***** SUPPLIED ENTRIES
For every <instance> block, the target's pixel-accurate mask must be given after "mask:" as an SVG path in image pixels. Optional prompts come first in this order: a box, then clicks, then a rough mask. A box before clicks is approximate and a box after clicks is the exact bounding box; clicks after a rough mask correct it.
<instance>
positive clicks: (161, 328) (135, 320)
**********
***** SUPPLIED ENTRIES
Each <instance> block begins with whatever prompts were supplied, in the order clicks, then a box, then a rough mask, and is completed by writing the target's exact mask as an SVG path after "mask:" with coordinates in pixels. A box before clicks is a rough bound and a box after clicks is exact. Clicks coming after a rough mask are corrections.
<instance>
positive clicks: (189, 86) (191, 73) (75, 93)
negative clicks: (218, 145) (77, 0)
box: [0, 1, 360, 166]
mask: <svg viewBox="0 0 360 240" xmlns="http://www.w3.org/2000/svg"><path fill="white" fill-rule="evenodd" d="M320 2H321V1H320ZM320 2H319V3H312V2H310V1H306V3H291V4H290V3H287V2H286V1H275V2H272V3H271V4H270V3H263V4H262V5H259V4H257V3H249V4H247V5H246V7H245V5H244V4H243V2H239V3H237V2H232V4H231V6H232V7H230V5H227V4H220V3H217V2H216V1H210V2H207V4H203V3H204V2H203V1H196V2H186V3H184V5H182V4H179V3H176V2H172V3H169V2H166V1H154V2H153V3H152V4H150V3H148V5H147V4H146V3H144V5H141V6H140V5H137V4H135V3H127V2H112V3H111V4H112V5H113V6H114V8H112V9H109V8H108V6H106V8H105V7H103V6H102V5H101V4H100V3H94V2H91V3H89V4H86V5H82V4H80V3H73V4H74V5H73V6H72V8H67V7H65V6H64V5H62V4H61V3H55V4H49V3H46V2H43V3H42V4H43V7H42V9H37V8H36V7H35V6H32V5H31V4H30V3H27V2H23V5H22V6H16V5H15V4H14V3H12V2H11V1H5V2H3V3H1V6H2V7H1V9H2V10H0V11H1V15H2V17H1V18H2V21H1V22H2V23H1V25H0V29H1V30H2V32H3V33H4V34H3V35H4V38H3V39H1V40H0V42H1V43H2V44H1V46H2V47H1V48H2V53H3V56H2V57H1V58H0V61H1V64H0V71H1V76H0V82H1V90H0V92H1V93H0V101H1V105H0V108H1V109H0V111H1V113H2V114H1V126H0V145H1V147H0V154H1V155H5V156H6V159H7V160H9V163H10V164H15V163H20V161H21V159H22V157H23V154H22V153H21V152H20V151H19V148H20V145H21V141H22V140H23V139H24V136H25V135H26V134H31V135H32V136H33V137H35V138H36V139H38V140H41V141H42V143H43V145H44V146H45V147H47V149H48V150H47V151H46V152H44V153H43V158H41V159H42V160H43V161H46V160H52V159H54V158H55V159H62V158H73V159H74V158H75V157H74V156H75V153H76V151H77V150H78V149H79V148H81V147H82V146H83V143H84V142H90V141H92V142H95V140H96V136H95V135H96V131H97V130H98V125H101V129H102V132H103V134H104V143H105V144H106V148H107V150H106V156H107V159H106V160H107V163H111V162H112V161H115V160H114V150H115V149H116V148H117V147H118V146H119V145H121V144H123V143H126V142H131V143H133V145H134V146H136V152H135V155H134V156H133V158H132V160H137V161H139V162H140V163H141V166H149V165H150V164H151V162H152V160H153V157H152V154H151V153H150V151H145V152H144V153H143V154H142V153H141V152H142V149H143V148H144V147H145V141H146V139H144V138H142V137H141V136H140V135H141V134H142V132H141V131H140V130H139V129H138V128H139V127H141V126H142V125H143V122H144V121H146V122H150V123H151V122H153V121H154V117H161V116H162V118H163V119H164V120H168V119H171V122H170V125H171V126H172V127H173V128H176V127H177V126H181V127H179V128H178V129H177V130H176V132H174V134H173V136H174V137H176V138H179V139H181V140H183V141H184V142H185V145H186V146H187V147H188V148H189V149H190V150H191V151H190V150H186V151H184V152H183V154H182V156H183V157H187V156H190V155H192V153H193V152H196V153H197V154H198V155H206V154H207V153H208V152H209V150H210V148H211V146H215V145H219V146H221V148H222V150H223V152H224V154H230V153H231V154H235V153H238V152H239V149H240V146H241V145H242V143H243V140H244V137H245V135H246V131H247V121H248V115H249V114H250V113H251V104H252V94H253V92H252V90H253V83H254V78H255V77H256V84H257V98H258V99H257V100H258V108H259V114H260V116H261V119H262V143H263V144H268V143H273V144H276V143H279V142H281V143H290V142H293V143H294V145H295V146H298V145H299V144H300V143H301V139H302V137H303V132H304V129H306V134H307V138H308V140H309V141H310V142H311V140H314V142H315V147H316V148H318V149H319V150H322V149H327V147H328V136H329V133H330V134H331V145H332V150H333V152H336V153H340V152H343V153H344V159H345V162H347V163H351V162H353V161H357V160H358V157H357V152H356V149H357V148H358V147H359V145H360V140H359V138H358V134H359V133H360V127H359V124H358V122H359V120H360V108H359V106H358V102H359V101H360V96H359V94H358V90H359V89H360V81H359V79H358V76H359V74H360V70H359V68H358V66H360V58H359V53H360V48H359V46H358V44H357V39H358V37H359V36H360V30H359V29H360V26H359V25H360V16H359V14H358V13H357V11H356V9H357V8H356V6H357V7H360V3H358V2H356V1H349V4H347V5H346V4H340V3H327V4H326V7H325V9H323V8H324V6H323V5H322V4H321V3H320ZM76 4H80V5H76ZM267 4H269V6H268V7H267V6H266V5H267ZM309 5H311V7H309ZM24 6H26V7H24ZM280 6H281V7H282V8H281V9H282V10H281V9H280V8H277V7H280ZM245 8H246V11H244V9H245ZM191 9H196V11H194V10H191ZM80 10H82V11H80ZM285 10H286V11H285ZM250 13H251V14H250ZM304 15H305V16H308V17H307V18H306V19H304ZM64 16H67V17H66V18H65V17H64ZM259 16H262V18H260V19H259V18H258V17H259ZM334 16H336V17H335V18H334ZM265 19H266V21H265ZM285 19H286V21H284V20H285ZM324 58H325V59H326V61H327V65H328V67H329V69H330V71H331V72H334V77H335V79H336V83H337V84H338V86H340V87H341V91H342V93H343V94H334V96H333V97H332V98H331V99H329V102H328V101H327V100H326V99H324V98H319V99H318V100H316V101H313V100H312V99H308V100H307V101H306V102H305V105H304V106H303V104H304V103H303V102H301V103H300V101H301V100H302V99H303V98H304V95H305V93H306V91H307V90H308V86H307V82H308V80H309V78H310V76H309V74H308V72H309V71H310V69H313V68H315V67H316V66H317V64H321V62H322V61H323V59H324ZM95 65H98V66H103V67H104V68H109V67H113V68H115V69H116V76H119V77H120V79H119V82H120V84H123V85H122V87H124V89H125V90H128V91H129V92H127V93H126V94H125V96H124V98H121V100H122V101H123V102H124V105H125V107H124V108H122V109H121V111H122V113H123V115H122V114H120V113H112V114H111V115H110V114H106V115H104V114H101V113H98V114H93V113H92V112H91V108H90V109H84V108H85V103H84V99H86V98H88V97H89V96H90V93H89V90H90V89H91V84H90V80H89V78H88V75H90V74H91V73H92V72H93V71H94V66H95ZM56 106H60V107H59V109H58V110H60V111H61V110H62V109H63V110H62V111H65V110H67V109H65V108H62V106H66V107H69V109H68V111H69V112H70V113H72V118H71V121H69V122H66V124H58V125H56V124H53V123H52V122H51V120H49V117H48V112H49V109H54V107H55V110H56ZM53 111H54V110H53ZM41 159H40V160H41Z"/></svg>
**********
Beginning with the line containing "positive clicks: (189, 86) (191, 73) (75, 93)" and ending with the line containing "negative clicks: (218, 145) (77, 0)", extract those lines exactly from the listing above, and only those.

EXPECTED OUTPUT:
positive clicks: (189, 86) (191, 73) (75, 93)
negative clicks: (218, 145) (77, 0)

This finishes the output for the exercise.